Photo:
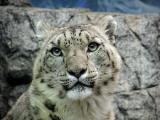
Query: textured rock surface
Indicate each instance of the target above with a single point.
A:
(138, 41)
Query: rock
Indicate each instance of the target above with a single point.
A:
(138, 36)
(22, 3)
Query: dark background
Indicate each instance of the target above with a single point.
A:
(123, 6)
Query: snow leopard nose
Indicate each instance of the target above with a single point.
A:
(77, 73)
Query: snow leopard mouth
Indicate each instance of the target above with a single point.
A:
(79, 85)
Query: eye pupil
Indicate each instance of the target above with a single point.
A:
(56, 51)
(93, 47)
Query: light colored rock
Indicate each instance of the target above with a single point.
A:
(136, 97)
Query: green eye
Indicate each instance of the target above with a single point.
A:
(56, 51)
(93, 46)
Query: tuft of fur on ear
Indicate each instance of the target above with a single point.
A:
(108, 25)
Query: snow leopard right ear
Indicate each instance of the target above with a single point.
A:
(108, 25)
(42, 29)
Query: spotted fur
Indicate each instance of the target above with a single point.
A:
(74, 75)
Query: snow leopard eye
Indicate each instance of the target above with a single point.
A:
(93, 46)
(56, 51)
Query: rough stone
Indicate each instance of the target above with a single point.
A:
(138, 42)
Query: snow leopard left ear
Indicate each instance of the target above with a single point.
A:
(108, 25)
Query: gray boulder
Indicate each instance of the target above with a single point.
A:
(137, 96)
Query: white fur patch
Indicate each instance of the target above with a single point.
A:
(79, 93)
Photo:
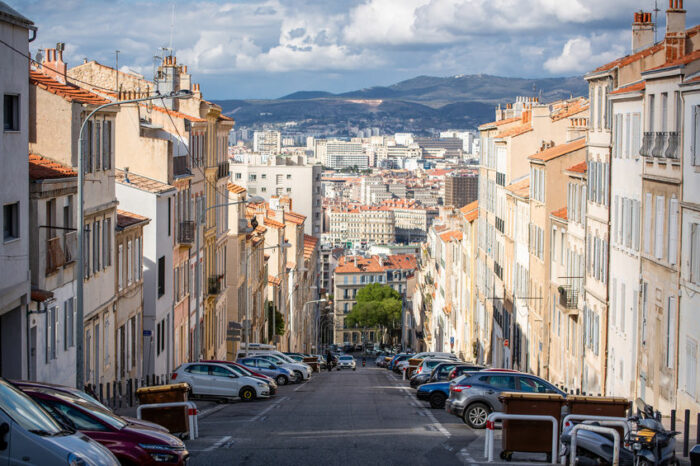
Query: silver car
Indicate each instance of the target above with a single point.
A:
(28, 435)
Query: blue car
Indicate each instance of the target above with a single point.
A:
(436, 393)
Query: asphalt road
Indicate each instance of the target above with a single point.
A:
(367, 417)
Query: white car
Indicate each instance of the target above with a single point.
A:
(299, 369)
(218, 380)
(346, 362)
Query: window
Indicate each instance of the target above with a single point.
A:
(10, 220)
(68, 323)
(161, 276)
(11, 112)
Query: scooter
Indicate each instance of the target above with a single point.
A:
(650, 444)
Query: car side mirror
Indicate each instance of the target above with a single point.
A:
(4, 429)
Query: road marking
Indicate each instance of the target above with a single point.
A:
(220, 442)
(262, 413)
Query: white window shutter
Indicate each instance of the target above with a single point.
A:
(647, 223)
(673, 231)
(659, 227)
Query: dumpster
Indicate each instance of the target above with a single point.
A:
(174, 419)
(599, 406)
(523, 435)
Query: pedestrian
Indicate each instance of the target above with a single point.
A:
(329, 360)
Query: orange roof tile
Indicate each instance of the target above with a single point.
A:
(557, 151)
(515, 131)
(500, 122)
(631, 88)
(41, 168)
(126, 219)
(520, 188)
(578, 168)
(68, 91)
(560, 213)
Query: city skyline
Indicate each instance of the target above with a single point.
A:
(279, 47)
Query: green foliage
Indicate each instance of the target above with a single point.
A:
(377, 306)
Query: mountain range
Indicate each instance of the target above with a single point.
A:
(416, 104)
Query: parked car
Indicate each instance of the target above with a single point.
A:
(282, 375)
(243, 370)
(22, 384)
(346, 362)
(130, 443)
(475, 395)
(436, 393)
(29, 435)
(218, 380)
(461, 369)
(424, 371)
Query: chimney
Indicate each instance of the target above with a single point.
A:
(642, 31)
(53, 64)
(674, 42)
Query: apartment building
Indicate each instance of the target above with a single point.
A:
(52, 261)
(63, 107)
(361, 224)
(355, 272)
(16, 31)
(267, 142)
(284, 176)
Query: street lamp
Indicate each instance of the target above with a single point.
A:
(80, 327)
(246, 326)
(201, 220)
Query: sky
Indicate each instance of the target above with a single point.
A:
(270, 48)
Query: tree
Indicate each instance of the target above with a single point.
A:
(377, 306)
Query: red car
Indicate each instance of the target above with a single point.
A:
(132, 444)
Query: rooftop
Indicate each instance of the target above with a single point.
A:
(141, 182)
(68, 91)
(41, 168)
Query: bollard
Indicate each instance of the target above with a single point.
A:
(673, 419)
(686, 432)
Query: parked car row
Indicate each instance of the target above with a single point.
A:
(469, 391)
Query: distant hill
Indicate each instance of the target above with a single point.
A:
(416, 104)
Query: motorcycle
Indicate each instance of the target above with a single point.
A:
(649, 444)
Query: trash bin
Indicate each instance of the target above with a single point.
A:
(529, 436)
(599, 406)
(175, 418)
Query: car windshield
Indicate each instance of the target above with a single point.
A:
(25, 412)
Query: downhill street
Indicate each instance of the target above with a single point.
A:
(365, 417)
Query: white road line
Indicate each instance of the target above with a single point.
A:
(219, 442)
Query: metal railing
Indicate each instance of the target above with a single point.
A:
(568, 296)
(185, 233)
(70, 246)
(181, 166)
(55, 256)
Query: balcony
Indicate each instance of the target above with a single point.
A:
(55, 257)
(223, 170)
(661, 144)
(568, 297)
(185, 232)
(181, 166)
(70, 246)
(215, 284)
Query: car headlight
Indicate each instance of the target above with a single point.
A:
(75, 460)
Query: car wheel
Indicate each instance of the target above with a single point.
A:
(247, 394)
(282, 380)
(476, 414)
(437, 400)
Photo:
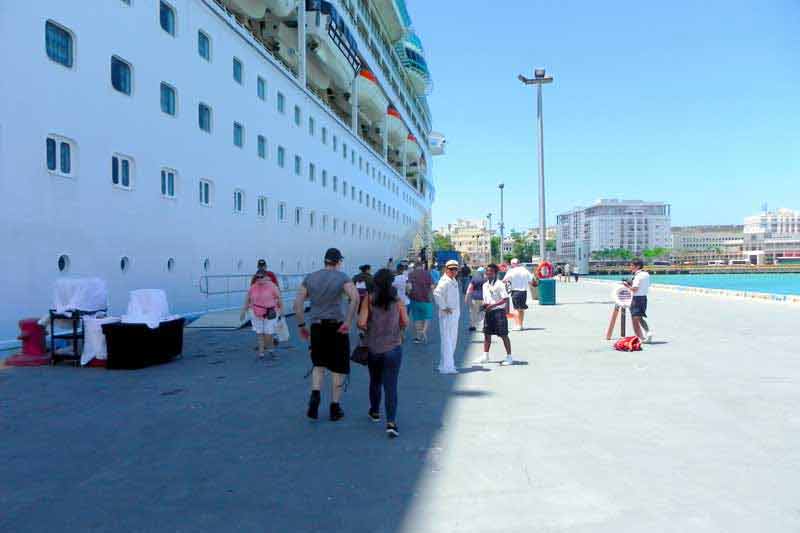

-=-=-

Work instructions: Keep pictures out and return the lines from the one containing "Query: balcony" through the end of the listing, both included, character for character.

Finished exercise:
Query: balcony
Indicate each instance of the target above with a single point.
A:
(55, 257)
(223, 170)
(661, 144)
(568, 297)
(185, 232)
(181, 166)
(70, 246)
(215, 284)
Query: car headlight
Indicate each instance of the target above with a single point.
A:
(75, 460)
Query: car wheel
Indicate each instance of the target above with a single point.
A:
(247, 394)
(282, 380)
(476, 414)
(437, 400)
Photo:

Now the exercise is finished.